A2.3 - Addressing Q4: Ablation study on the xi hyperparameter

We thank the reviewer for suggesting this experiment, which we performed during the rebuttal period and report the results in Table R6. We observe that diversity, as measured by median RMSF and pairwise RMSD, increases with smaller xi, in the sense that xi=0.1 and xi=0.2 gives better diversity than xi=0.4. For the inference-xi-ablation (Table R7), we observe a tradeoff between accuracy (RMSF r, RMSF MAE, PCA W2) and diversity.

	RMSF r	RMSF MAE	RMSF (MD=1.48)	pw-RMSD (MD=2.9)	pw-RMSD MAE	DCCM r	MD PCA W2
xi=0.1	0.88	0.54	1.53	2.74	0.87	0.86	1.35
xi=0.4	0.89	0.44	1.39	2.64	0.89	0.85	1.33

Table R6. Ablation of models trained with different choice for the hyperparameter xi. In the paper, we chose xi=0.2 based on manual optimization on the validation set. Units and settings as in Table 1.

------------------------------------------------

EXERCISES:
1) According to the rebuttal passage, what value of xi was used in the paper, and how was it chosen?
2) Update the rebuttal passage from "A2.3 - Addressing" to "W2) and diversity." so that "referee" stands in place of "reviewer".

------------------------------------------------

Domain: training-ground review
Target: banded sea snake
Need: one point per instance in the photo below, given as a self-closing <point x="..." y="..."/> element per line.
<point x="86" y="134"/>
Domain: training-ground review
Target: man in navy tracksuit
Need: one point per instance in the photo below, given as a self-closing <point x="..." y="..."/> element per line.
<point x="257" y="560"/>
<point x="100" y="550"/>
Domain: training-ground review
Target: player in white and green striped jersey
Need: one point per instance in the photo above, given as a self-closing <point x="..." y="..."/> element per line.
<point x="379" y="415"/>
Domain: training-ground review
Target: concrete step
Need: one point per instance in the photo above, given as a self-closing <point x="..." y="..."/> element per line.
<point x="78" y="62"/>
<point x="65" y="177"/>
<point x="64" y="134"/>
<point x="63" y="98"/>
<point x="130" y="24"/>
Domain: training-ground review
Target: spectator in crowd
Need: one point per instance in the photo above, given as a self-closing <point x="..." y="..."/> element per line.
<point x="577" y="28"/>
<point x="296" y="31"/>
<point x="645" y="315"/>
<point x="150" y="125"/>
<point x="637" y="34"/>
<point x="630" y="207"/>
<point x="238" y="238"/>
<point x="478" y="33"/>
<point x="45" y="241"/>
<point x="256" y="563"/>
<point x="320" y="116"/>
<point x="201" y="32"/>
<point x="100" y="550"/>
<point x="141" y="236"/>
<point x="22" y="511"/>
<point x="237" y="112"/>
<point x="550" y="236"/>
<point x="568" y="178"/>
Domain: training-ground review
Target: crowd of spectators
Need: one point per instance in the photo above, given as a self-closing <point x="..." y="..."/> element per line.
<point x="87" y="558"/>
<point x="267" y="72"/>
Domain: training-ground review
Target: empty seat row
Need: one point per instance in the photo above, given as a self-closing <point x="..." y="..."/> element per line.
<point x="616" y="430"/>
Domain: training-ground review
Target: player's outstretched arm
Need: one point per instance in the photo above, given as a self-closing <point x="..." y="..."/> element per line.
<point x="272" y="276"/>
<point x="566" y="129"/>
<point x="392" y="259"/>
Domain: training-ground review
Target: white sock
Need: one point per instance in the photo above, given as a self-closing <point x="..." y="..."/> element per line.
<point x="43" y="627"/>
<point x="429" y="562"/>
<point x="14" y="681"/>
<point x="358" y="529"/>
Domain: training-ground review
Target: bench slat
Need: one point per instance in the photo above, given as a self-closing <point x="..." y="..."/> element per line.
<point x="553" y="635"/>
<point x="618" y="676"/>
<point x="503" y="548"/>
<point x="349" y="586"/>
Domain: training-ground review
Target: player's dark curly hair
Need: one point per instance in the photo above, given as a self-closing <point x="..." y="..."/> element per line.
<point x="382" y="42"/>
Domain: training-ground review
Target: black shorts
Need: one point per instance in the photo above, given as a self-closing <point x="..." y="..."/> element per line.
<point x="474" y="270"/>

------------------------------------------------

RESPONSES:
1) xi=0.2, chosen by manual optimization on the validation set.

2)
A2.3 - Addressing Q4: Ablation study on the xi hyperparameter

We thank the referee for suggesting this experiment, which we performed during the rebuttal period and report the results in Table R6. We observe that diversity, as measured by median RMSF and pairwise RMSD, increases with smaller xi, in the sense that xi=0.1 and xi=0.2 gives better diversity than xi=0.4. For the inference-xi-ablation (Table R7), we observe a tradeoff between accuracy (RMSF r, RMSF MAE, PCA W2) and diversity.